====== Input ======

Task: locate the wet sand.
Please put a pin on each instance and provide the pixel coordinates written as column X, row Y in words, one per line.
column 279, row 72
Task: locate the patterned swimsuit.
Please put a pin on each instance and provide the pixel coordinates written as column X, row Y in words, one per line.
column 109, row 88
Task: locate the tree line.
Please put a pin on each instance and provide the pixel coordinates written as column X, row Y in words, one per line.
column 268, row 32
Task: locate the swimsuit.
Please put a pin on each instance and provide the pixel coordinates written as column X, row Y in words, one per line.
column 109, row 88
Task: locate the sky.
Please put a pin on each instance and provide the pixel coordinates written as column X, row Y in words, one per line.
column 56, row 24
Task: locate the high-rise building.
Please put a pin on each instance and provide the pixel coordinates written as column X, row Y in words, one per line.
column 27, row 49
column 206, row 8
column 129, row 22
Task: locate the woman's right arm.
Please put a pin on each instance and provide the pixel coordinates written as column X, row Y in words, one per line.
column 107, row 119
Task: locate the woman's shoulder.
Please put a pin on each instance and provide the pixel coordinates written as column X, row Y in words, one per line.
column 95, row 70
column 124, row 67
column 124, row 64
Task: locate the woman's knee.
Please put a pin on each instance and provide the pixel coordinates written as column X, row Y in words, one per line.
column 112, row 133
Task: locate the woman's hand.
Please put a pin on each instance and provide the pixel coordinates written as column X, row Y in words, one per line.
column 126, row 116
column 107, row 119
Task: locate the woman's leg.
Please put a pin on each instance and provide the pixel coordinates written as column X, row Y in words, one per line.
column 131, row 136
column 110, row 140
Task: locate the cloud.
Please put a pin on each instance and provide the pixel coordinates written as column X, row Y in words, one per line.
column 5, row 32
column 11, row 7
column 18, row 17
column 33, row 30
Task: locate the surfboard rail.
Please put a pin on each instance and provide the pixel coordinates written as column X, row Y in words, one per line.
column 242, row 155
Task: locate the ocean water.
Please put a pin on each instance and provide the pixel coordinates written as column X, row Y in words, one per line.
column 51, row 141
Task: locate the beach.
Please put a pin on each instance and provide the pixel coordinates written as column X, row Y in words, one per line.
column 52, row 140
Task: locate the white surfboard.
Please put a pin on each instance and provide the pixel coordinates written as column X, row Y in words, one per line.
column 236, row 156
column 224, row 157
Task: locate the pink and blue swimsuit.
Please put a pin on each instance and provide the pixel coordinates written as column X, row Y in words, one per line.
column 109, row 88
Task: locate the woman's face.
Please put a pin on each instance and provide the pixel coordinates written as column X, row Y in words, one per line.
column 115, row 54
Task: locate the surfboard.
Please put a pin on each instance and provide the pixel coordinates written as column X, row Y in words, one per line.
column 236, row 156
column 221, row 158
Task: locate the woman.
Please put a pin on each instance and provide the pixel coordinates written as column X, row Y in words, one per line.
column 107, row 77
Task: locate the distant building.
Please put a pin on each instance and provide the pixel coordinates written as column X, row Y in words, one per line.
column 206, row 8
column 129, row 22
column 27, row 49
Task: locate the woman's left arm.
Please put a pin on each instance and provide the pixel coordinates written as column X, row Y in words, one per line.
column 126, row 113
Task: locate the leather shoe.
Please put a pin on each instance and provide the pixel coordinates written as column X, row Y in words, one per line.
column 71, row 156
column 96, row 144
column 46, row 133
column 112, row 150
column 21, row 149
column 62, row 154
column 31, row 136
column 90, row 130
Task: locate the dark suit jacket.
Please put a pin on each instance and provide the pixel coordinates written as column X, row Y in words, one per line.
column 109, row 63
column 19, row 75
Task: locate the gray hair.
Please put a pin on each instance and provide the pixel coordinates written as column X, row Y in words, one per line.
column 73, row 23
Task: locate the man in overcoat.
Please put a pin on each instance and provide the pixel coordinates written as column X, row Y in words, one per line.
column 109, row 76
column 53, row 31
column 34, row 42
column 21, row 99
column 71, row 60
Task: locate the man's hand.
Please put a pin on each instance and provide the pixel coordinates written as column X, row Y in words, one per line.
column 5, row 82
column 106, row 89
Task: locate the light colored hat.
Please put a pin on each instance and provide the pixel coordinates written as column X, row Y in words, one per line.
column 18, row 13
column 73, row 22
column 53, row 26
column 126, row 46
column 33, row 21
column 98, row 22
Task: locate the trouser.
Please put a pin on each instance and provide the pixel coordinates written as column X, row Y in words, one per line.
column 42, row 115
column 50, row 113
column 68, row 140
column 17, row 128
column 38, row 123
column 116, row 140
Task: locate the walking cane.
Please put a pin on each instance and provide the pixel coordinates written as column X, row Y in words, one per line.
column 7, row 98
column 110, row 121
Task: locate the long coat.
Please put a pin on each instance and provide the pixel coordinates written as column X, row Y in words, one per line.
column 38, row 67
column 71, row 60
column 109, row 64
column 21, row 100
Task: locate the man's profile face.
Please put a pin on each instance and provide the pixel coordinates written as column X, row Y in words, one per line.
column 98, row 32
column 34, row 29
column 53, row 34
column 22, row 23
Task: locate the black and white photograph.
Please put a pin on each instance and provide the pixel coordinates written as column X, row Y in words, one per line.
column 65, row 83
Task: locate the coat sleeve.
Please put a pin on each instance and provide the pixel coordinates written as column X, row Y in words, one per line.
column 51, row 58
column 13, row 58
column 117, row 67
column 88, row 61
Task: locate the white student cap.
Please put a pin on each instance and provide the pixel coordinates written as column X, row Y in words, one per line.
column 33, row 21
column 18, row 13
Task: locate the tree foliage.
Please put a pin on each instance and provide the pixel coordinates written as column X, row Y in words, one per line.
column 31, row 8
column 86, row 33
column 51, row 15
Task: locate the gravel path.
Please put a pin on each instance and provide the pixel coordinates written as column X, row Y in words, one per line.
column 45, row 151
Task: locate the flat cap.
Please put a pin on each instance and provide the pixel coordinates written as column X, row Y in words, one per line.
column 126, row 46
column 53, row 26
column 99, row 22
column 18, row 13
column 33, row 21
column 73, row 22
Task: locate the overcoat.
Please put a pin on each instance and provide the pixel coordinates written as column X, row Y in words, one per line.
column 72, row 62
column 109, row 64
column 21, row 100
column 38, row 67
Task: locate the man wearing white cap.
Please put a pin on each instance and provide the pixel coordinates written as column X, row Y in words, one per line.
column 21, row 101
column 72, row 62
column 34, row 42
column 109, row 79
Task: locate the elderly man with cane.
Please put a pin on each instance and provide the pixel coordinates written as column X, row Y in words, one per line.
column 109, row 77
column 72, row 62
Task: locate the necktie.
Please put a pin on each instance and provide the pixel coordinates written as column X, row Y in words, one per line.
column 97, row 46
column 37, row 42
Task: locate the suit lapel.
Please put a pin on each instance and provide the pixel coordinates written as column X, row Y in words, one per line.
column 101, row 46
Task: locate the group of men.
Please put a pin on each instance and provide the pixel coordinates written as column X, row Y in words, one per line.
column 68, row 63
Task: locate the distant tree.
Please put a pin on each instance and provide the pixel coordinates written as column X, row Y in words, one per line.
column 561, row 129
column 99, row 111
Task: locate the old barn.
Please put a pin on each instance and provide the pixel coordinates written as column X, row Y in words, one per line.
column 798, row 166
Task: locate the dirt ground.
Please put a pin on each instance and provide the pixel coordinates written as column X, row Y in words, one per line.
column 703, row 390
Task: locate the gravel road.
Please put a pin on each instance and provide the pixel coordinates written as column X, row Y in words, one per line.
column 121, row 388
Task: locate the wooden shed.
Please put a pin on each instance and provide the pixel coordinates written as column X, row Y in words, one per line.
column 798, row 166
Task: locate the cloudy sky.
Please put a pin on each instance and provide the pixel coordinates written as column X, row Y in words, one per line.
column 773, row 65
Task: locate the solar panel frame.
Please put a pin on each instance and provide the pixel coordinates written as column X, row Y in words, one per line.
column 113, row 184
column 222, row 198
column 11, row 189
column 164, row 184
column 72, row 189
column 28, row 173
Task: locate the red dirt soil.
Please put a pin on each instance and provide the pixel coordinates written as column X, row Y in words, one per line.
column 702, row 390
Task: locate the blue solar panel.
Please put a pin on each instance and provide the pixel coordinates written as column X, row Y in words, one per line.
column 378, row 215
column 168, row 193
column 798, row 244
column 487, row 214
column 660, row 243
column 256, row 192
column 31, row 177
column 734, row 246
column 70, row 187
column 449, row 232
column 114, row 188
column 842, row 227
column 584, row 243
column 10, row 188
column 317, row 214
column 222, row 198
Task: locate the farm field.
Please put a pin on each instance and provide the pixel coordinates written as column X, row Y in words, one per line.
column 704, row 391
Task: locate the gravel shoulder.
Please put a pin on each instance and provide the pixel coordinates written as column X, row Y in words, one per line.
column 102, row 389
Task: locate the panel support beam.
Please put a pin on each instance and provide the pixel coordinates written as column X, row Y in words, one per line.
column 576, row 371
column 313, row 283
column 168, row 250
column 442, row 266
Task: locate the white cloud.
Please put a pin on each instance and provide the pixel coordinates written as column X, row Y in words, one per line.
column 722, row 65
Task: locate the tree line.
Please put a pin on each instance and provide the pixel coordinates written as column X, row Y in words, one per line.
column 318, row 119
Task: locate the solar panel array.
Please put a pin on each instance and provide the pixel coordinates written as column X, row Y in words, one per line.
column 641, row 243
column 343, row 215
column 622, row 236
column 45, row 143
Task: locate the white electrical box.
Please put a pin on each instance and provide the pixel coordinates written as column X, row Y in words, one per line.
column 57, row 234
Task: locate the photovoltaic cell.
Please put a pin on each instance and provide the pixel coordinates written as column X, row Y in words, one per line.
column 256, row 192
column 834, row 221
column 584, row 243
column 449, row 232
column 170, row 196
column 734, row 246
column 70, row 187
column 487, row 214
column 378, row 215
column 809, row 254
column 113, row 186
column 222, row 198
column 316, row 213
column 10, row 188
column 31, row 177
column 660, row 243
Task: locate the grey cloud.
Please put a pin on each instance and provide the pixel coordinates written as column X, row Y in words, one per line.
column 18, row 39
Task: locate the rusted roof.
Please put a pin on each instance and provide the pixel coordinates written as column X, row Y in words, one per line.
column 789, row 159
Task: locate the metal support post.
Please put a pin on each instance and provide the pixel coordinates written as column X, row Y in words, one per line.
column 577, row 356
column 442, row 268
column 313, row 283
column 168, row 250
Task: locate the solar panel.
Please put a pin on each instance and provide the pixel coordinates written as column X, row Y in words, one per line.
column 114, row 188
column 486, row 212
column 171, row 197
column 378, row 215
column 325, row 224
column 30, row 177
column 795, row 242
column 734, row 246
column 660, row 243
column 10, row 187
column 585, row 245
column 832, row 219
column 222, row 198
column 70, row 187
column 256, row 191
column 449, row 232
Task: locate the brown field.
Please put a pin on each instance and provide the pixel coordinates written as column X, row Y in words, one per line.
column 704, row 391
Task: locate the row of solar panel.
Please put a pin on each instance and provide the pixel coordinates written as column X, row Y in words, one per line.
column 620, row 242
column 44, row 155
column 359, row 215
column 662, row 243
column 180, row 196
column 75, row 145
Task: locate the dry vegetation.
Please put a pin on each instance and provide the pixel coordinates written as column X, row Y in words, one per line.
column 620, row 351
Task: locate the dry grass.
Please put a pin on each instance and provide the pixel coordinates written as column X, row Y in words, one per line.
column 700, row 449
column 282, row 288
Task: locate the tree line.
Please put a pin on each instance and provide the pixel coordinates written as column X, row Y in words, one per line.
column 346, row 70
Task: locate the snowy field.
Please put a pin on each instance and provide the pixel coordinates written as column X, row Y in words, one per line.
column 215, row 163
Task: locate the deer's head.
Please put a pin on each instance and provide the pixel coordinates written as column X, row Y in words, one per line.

======

**Exercise description**
After locating the line with "Task: locate the distant building." in the material above, return it and each line after it exactly, ending at the line with "Task: locate the man's hand.".

**Result**
Task: locate the distant building.
Please put a pin on each instance and provide the pixel coordinates written as column X, row Y in words, one per line.
column 206, row 8
column 129, row 22
column 27, row 49
Task: locate the woman's left arm.
Please put a pin on each instance and provide the pixel coordinates written as column X, row Y in words, one per line.
column 126, row 113
Task: locate the leather shoe.
Please put a pin on each instance and provide the pixel coordinates written as column X, row Y in words, one per line.
column 71, row 156
column 96, row 144
column 46, row 133
column 112, row 150
column 21, row 149
column 62, row 154
column 31, row 136
column 90, row 130
Task: locate the dark suit jacket.
Please put a pin on each instance and provide the pixel coordinates written as column X, row Y in words, one per line.
column 109, row 63
column 19, row 75
Task: locate the gray hair.
Please put a pin on each instance and provide the pixel coordinates written as column X, row Y in words, one per line.
column 73, row 23
Task: locate the man in overcoat.
Please put a pin on each instance and provide the pixel coordinates written as column X, row Y in words, one per line.
column 109, row 76
column 53, row 31
column 34, row 42
column 21, row 99
column 71, row 60
Task: locate the man's hand.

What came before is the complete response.